**Your instructions**
From the listing below, copy out every line where the word "woman" appears.

◆ ◆ ◆ ◆ ◆

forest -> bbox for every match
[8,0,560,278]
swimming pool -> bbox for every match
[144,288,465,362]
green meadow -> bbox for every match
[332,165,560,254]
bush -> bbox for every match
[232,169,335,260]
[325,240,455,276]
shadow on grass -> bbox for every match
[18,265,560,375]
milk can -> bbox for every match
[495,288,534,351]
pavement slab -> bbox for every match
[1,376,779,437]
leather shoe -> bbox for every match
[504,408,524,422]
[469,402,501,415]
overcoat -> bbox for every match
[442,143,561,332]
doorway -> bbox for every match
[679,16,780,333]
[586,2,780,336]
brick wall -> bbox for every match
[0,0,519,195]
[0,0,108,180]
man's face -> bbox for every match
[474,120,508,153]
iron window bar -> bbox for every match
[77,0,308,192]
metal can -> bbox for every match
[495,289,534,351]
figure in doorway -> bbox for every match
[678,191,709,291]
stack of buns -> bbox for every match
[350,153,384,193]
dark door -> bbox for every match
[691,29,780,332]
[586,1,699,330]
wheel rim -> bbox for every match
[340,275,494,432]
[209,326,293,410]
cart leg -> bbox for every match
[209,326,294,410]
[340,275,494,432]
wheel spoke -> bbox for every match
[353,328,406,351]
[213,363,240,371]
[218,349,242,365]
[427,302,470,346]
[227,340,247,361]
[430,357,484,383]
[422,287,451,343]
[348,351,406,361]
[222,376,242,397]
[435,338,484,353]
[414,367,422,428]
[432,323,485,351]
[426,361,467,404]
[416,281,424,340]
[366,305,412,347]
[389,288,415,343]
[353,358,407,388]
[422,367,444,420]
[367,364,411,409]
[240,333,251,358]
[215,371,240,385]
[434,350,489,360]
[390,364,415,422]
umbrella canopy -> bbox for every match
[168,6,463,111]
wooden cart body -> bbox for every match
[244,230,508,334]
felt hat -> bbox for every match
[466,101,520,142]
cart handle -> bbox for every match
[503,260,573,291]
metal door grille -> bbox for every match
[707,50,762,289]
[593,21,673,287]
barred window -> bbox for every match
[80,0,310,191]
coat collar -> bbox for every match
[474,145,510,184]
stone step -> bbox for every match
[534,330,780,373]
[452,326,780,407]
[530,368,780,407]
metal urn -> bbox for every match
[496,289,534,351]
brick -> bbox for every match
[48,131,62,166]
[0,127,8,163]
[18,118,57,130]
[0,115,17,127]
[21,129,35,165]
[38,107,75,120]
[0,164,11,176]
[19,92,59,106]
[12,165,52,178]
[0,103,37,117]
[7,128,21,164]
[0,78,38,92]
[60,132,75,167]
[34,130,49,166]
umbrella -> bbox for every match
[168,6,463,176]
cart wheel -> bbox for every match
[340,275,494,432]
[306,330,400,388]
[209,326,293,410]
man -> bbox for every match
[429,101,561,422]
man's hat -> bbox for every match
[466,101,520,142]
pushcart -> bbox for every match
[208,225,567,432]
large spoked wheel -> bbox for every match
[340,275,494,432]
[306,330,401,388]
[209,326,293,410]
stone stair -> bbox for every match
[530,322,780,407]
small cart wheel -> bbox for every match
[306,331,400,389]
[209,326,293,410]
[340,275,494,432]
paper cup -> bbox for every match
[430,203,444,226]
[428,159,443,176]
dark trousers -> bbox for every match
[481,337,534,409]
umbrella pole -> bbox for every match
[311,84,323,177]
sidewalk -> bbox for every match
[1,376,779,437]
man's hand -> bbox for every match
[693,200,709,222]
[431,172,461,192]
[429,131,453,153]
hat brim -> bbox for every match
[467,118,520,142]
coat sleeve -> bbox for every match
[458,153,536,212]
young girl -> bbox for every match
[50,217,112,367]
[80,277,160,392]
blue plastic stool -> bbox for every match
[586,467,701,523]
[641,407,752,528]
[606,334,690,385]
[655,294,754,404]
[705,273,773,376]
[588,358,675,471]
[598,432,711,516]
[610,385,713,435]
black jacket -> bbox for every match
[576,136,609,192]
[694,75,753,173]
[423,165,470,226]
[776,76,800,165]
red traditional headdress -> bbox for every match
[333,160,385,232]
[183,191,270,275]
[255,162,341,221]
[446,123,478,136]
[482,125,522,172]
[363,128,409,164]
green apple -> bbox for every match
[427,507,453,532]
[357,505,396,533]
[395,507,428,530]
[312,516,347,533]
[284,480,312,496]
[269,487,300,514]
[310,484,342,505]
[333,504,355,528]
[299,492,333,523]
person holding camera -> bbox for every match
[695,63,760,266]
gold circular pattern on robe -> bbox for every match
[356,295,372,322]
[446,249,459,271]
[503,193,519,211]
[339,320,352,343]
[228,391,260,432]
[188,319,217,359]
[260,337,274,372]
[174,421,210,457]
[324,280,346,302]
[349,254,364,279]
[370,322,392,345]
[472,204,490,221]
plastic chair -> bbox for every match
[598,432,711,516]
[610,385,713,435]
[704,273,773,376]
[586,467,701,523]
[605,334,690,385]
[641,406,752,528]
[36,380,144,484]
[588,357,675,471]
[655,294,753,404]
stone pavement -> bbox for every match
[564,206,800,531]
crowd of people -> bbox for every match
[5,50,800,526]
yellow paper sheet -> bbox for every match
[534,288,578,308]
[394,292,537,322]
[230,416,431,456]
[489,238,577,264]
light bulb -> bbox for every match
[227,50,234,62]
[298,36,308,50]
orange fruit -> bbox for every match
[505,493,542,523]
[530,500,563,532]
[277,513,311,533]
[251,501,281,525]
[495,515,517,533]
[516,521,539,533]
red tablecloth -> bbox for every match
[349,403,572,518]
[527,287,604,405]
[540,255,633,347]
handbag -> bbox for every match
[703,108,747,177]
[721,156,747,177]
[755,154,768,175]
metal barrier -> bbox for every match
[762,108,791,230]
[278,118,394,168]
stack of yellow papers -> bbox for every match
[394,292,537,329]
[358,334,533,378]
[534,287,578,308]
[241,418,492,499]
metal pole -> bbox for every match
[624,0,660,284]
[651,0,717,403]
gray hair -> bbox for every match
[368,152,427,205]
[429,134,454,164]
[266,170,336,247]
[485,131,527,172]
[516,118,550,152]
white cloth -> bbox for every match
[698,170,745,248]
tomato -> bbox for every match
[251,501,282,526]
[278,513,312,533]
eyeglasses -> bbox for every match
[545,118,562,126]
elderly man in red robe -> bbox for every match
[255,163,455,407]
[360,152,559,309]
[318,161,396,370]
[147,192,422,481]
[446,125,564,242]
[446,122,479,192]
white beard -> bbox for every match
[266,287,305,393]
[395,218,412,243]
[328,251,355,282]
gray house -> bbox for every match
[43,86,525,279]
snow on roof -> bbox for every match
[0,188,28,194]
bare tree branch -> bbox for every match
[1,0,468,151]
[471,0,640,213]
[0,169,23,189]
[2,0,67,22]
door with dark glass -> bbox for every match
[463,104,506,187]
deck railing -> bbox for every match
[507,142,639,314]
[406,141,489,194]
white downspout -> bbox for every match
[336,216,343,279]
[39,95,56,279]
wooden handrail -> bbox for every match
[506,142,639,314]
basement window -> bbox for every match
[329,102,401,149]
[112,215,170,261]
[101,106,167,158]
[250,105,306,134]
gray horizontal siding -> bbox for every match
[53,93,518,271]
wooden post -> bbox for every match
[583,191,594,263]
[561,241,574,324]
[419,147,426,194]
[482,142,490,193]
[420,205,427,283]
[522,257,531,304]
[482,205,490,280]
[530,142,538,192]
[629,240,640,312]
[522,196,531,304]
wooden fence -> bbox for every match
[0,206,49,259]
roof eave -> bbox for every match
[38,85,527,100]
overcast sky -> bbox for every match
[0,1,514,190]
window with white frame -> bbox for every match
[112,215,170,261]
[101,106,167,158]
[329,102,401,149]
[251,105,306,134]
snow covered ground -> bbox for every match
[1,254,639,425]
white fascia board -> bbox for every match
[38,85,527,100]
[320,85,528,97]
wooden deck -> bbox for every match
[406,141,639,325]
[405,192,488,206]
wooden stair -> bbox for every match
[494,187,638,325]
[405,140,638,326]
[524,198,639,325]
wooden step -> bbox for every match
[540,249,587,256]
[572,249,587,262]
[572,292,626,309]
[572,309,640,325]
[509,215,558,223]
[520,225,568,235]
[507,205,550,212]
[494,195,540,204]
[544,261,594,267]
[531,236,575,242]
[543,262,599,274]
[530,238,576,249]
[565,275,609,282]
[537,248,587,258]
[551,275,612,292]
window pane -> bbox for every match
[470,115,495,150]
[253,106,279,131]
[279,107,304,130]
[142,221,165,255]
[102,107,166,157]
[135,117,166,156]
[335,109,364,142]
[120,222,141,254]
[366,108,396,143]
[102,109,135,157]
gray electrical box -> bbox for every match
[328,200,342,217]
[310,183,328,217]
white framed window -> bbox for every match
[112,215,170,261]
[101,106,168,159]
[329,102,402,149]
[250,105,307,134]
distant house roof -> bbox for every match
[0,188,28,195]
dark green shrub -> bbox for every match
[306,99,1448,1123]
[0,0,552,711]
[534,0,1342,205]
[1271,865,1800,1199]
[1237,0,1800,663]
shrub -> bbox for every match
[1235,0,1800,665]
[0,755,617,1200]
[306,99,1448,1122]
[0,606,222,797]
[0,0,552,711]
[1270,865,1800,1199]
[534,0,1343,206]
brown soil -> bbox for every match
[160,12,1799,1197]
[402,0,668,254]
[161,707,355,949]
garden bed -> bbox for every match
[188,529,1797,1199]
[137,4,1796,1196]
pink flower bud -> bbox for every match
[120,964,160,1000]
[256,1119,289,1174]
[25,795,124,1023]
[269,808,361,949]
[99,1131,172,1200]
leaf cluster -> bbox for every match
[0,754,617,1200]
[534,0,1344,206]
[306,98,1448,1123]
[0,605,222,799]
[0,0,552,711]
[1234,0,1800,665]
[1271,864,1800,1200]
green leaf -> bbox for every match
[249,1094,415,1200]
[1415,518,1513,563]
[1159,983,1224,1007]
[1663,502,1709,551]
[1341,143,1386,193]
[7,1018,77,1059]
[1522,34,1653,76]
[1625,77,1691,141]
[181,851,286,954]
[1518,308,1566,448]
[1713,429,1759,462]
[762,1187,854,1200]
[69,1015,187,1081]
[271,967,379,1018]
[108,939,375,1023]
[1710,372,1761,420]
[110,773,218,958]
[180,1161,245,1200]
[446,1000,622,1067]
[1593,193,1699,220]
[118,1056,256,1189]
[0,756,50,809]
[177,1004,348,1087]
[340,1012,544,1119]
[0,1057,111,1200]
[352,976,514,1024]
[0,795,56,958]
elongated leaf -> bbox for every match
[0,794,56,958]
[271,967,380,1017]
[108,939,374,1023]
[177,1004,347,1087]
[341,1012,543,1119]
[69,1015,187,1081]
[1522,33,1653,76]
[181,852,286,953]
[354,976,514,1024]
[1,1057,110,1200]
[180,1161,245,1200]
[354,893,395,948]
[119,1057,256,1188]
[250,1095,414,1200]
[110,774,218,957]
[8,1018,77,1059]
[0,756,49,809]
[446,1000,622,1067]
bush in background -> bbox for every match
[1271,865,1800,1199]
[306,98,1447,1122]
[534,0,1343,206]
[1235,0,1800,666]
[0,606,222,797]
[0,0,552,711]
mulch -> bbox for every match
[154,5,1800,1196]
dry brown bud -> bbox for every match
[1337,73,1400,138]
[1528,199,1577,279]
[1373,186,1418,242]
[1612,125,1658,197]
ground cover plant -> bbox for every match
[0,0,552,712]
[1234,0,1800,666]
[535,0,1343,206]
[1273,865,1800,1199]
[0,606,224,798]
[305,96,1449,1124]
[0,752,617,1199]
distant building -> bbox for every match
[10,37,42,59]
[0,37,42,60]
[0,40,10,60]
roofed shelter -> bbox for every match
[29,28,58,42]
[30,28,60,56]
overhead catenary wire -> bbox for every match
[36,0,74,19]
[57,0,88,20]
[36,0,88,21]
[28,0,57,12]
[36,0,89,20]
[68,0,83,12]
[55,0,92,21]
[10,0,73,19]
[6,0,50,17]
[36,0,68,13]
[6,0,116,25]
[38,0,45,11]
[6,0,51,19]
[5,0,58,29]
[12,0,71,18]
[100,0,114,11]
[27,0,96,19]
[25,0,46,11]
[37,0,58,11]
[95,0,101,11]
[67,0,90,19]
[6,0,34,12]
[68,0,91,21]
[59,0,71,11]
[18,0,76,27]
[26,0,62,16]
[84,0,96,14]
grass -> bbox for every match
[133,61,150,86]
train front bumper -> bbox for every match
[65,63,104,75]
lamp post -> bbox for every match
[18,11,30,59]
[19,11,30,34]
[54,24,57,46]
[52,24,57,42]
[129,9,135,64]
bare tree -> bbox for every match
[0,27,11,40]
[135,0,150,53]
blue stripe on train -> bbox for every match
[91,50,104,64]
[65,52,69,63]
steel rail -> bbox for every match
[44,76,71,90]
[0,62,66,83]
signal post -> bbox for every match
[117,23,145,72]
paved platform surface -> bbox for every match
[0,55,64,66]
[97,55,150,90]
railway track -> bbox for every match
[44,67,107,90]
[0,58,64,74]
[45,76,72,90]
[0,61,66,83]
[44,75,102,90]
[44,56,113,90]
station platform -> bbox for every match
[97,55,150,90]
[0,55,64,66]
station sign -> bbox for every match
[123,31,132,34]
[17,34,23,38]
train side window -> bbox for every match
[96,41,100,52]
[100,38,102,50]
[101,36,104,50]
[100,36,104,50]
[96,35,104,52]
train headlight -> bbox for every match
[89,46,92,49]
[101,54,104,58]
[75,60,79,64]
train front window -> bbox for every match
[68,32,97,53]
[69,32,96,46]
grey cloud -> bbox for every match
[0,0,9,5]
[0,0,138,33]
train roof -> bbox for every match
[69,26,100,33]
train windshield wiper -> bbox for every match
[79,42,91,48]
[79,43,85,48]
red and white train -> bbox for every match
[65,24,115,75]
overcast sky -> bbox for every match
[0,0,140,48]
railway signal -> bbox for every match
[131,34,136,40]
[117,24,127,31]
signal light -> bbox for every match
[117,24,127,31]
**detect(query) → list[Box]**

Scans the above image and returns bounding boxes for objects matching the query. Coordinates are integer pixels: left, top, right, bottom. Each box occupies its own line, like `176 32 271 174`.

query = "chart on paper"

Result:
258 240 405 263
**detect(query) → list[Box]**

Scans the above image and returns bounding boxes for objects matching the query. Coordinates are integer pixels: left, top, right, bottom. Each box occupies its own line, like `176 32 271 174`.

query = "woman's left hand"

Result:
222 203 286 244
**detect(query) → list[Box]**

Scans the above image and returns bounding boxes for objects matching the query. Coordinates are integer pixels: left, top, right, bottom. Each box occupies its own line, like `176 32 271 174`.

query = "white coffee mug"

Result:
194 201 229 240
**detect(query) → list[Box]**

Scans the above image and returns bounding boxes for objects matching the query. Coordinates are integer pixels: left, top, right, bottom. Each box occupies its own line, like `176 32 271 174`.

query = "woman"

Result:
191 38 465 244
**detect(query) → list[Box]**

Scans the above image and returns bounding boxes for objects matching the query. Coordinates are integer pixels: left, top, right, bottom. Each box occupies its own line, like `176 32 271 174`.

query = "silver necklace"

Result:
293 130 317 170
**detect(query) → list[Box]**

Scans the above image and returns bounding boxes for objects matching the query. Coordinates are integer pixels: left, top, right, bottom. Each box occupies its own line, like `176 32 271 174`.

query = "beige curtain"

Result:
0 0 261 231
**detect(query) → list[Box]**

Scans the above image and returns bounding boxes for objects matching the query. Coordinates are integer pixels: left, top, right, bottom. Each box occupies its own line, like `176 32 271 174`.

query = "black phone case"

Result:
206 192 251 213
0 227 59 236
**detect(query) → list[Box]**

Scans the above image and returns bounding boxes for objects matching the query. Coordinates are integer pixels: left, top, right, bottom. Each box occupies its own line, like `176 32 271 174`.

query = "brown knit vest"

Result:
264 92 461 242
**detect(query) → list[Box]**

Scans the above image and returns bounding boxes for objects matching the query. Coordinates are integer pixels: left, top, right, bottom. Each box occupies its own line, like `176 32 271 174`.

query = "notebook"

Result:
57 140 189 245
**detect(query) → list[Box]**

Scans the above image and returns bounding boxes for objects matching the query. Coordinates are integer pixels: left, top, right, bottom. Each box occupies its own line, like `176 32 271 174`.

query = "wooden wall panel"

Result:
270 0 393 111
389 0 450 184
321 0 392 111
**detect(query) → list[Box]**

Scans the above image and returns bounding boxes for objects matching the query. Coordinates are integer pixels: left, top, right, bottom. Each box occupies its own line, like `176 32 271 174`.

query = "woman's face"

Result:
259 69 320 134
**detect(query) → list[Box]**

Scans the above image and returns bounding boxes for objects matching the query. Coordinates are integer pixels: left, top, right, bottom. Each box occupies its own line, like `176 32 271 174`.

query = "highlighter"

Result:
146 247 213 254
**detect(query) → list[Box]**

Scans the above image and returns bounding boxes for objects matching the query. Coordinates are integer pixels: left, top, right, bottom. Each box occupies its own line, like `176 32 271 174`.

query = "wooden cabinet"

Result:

◆ ◆ ◆ ◆ ◆

**Answer area**
query = "woman's left hand"
query = "woman"
query = "woman's face"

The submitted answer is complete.